**Task to complete**
Every record must appear in the answer exactly as it stands.

**Source information**
::::::

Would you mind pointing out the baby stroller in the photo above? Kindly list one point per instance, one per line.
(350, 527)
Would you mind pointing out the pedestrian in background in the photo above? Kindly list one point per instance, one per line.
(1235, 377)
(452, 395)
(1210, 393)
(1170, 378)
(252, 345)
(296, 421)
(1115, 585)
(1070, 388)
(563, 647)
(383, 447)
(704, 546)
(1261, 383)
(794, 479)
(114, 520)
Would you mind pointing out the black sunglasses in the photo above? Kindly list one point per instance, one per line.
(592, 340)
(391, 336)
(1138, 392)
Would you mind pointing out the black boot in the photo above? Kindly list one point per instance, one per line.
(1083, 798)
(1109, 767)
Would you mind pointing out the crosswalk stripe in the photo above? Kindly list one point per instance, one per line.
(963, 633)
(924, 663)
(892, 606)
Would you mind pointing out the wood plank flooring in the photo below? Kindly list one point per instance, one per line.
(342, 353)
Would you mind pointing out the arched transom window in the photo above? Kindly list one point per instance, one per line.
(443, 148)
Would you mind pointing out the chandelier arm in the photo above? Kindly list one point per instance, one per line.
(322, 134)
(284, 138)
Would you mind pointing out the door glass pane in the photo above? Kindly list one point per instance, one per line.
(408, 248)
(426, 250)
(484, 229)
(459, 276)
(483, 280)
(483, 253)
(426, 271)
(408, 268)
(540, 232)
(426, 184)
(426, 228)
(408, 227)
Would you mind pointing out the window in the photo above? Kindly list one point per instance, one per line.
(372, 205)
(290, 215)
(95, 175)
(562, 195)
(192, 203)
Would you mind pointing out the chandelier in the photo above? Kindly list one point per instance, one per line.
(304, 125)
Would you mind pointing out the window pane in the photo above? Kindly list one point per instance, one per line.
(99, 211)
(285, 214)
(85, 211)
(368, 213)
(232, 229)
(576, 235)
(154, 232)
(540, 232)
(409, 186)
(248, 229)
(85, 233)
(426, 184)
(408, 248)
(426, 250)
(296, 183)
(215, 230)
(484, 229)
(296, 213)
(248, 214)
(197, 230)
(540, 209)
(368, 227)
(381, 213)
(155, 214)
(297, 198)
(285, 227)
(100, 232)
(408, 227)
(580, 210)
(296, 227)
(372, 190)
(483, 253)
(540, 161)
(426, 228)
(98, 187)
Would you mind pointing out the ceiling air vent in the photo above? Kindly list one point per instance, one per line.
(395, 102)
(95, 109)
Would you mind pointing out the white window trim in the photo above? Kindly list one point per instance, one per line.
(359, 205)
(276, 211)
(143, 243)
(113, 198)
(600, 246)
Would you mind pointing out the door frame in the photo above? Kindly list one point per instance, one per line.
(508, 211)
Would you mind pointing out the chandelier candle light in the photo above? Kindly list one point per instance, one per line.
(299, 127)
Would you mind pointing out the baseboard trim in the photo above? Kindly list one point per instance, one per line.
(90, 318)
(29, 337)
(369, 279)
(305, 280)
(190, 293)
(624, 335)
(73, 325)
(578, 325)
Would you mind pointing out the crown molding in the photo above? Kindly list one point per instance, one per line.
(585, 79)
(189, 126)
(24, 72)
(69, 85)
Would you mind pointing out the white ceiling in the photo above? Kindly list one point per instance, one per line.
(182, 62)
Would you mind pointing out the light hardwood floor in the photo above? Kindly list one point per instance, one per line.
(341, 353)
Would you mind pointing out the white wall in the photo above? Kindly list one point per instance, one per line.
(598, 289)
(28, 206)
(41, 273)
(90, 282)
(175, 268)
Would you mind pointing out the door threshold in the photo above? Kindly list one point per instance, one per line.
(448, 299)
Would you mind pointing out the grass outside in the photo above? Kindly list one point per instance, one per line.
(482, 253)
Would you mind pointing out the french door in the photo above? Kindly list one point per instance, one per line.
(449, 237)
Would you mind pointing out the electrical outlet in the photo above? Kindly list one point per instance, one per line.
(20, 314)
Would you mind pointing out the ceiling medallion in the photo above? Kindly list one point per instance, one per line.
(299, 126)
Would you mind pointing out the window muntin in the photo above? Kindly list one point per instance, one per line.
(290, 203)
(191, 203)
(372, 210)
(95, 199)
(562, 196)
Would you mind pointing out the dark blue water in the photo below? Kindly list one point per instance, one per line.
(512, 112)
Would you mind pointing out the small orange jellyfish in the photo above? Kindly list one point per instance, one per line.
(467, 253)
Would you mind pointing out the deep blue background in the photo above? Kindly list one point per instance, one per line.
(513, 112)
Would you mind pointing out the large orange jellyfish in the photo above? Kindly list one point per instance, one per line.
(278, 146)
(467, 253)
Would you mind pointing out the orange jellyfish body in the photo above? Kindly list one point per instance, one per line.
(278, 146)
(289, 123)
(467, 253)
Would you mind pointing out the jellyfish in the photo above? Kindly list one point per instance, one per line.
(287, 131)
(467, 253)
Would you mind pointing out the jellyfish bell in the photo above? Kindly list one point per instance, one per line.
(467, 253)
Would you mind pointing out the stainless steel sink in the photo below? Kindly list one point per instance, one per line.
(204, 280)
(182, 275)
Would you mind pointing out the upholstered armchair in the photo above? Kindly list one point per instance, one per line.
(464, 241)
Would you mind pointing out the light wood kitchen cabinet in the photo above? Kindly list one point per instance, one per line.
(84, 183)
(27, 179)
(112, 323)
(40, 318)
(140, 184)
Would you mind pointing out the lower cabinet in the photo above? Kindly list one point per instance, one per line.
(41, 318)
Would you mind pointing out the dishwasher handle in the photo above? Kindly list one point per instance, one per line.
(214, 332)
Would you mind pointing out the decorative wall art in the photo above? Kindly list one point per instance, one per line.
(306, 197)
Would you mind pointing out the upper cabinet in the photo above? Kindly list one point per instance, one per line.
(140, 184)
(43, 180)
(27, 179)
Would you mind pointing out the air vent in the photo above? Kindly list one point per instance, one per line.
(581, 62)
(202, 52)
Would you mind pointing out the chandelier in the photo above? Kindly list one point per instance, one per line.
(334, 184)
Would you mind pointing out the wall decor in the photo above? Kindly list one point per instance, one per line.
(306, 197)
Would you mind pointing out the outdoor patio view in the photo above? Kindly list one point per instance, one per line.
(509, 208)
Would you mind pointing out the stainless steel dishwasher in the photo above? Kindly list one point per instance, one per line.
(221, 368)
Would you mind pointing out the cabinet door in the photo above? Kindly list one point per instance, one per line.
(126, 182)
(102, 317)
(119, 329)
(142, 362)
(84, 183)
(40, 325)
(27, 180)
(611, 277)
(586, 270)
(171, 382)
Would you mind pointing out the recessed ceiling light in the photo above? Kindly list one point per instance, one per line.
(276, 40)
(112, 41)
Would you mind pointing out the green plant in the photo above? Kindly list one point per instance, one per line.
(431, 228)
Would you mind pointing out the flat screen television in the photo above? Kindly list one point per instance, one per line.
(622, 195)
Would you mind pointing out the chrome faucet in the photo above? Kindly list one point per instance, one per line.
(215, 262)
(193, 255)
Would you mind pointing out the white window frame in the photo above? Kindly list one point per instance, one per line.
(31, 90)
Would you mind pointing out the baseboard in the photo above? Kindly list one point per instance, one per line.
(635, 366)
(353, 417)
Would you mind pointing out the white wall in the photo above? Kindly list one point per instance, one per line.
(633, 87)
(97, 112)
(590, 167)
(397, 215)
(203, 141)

::::::

**Worked solution**
Would you mind pointing out the baby stroller in the photo above? Kindly list one point per instance, one per line.
(350, 527)
Would you mind pointing out the pedestrian in background in the photo above? Kindly list one point per instance, one per line.
(1235, 377)
(452, 395)
(1210, 393)
(1170, 378)
(252, 345)
(296, 421)
(1115, 585)
(1070, 388)
(563, 647)
(383, 447)
(704, 546)
(1261, 383)
(794, 479)
(114, 520)
Would you mind pointing out the black sunglasses in the photo above? Kindly list one point per instance, one per line.
(592, 340)
(391, 336)
(1138, 392)
Would you mind pointing out the black boot in the photo above? Kindly list one point per instance, one per line.
(1083, 798)
(1109, 767)
Would you mind pointing out the crosswalk stripe in the photo above? Kindly list one point per instance, one per line.
(963, 633)
(924, 663)
(892, 606)
Would you mind pointing out the wood plank flooring in the photo below? Kindly list one point per instance, one per line.
(342, 353)
Would you mind pointing out the arched transom window in the photo above? Kindly list one point per instance, one per line.
(443, 148)
Would you mind pointing out the chandelier arm in the photo above? Kindly list one point per instance, one per line.
(322, 134)
(284, 138)
Would you mind pointing out the door glass pane in the photo above? Kindly list one point per instance, one per line.
(408, 248)
(426, 250)
(484, 229)
(459, 276)
(483, 280)
(483, 253)
(426, 271)
(408, 268)
(540, 232)
(426, 184)
(426, 228)
(408, 227)
Would you mind pointing out the window in the photo above? Kindly list one point per instance, one per line.
(372, 205)
(290, 215)
(95, 175)
(562, 195)
(192, 203)
Would you mind pointing out the chandelier in the photo above? Kindly list one point per instance, one per line.
(304, 125)
Would you mind pointing out the window pane in the photo above? Kindly list one point per instance, one per line.
(99, 211)
(285, 214)
(85, 211)
(368, 213)
(232, 229)
(576, 235)
(154, 232)
(540, 232)
(409, 186)
(248, 229)
(85, 233)
(426, 184)
(408, 248)
(426, 250)
(296, 183)
(215, 230)
(484, 229)
(296, 213)
(248, 214)
(197, 230)
(540, 209)
(368, 227)
(381, 213)
(155, 214)
(297, 198)
(285, 227)
(100, 232)
(408, 227)
(580, 210)
(296, 227)
(372, 190)
(483, 253)
(540, 161)
(426, 228)
(98, 187)
Would you mind pointing out the ceiling air vent in the photo above? Kindly list one point per instance, one per line.
(395, 102)
(95, 109)
Would you mind pointing out the white window trim in the photo above? Kindly list one point per instance, one per line.
(359, 205)
(276, 211)
(143, 243)
(113, 198)
(600, 246)
Would you mind pointing out the door frame in the photo above? Kindly list one point per instance, one per line.
(508, 211)
Would you mind pointing out the chandelier candle light in the photo above? Kindly list one point per instance, one per line.
(299, 127)
Would you mind pointing out the baseboard trim in the photo above? Kindly list one point per instance, one per line.
(90, 318)
(29, 337)
(369, 279)
(305, 280)
(190, 293)
(624, 335)
(73, 325)
(578, 325)
Would you mind pointing out the crown molding in the photo above? Kindly list one point per instance, one per line.
(585, 79)
(189, 126)
(24, 72)
(69, 85)
Would you mind pointing out the white ceiling in the photo above? Kindly list one point per instance, one per line.
(182, 62)
Would you mind pointing out the light hardwood floor in the photo above? Kindly list one point per instance, one per line.
(341, 353)
Would you mind pointing out the white wall in the photo above? Kindly list one point per instance, one per line.
(598, 289)
(28, 206)
(41, 273)
(90, 282)
(175, 268)
Would you mind pointing out the door threshold in the photo above? Kindly list one point per instance, one per line.
(448, 299)
Would you mind pointing out the grass outside in the photo above? Kindly list one point per instance, one per line.
(482, 253)
Would you mind pointing out the french door in the photo above? Kindly list one point per instance, one per line.
(449, 237)
Would you mind pointing out the electrical outlet in the photo above? Kindly list one point per instance, one per line.
(20, 314)
Would you mind pointing out the ceiling medallion in the photo above? Kindly list one point per instance, one per line.
(299, 126)
Would you mind pointing out the window muntin in the photo above? Kindly list one point per instance, one per line.
(290, 203)
(191, 203)
(372, 210)
(95, 199)
(562, 196)
Would you mind pointing out the dark blue water in the photo below? Kindly list one point per instance, one per line.
(512, 112)
Would you mind pointing out the small orange jellyfish in the photo above? Kindly list one point per instance, one per line.
(467, 253)
Would you mind pointing out the deep blue background in the photo above? Kindly list one point per instance, one per line.
(513, 112)
Would you mind pointing out the large orange jellyfish in the photo above? Kindly list one point per instance, one per line.
(278, 146)
(467, 253)
Would you mind pointing out the orange jellyfish body in the photo above? Kindly list one point per instance, one per line.
(278, 146)
(289, 123)
(467, 253)
Would you mind pointing out the jellyfish in the photo above? Kindly list one point per instance, one per line.
(287, 131)
(467, 253)
Would you mind pointing out the jellyfish bell in the photo above? Kindly list one point per instance, one per line.
(467, 253)
Would you mind pointing out the stainless steel sink in the photo below? Kindly list one point per instance, one per line.
(204, 280)
(182, 275)
Would you mind pointing out the upholstered armchair in the photo above? Kindly list one point per instance, one per line.
(464, 241)
Would you mind pointing out the light wood kitchen cabinet in the photo above? Kindly list one point per instance, one per line.
(84, 183)
(27, 179)
(112, 323)
(40, 318)
(140, 184)
Would you mind pointing out the lower cabinet in the photo above? Kindly list one point per instance, one per line.
(41, 318)
Would you mind pointing out the dishwasher handle in the photo above? Kindly list one point per instance, one per line.
(214, 332)
Would you mind pointing out the decorative wall art in the photo above? Kindly list one point per instance, one per line.
(306, 197)
Would you mind pointing out the upper cabinet in the photo above? Kindly list one point per instance, one per line.
(140, 184)
(43, 180)
(27, 179)
Would you mind pointing out the air vent in the photo above? Kindly list one point per instance, one per line.
(581, 62)
(202, 52)
Would you mind pointing out the chandelier in the photo above? Kindly list one point per instance, one per line.
(334, 184)
Would you mind pointing out the wall decor in the photo above? Kindly list one point per instance, one per line.
(306, 197)
Would you mind pointing out the outdoor patio view in the photo above? Kindly list one point per instance, one per line.
(509, 208)
Would you mind pointing out the stainless steel dishwasher in the photo above? Kindly list one point per instance, one per line.
(221, 368)
Would you mind pointing out the cabinet door in the photo above? Kindly list one point per instance, one per line.
(126, 182)
(102, 317)
(119, 329)
(142, 362)
(84, 183)
(40, 325)
(27, 180)
(611, 277)
(586, 270)
(171, 382)
Would you mind pointing out the recessed ceiling light in the photo above? Kindly list one point per instance, one per line.
(276, 40)
(112, 41)
Would you mind pointing out the green plant in the photo above? Kindly list one point per instance, one per line.
(431, 228)
Would you mind pointing out the flat screen television in the photo above? Kindly list one point per instance, one per line.
(622, 195)
Would you mind pointing out the chrome faucet in the photo above? Kindly list one point per instance, one per line.
(215, 262)
(193, 255)
Would you mind pointing out the white window frame in the photo above? Kindly list one point per instance, one per line.
(31, 90)
Would you mind pointing out the baseboard in the photo above? Kindly list one point per instance, one per line.
(635, 366)
(353, 417)
Would you mind pointing out the white wall in the photo above? Kindly list one point per instance, one per line.
(633, 87)
(97, 112)
(590, 167)
(397, 215)
(203, 141)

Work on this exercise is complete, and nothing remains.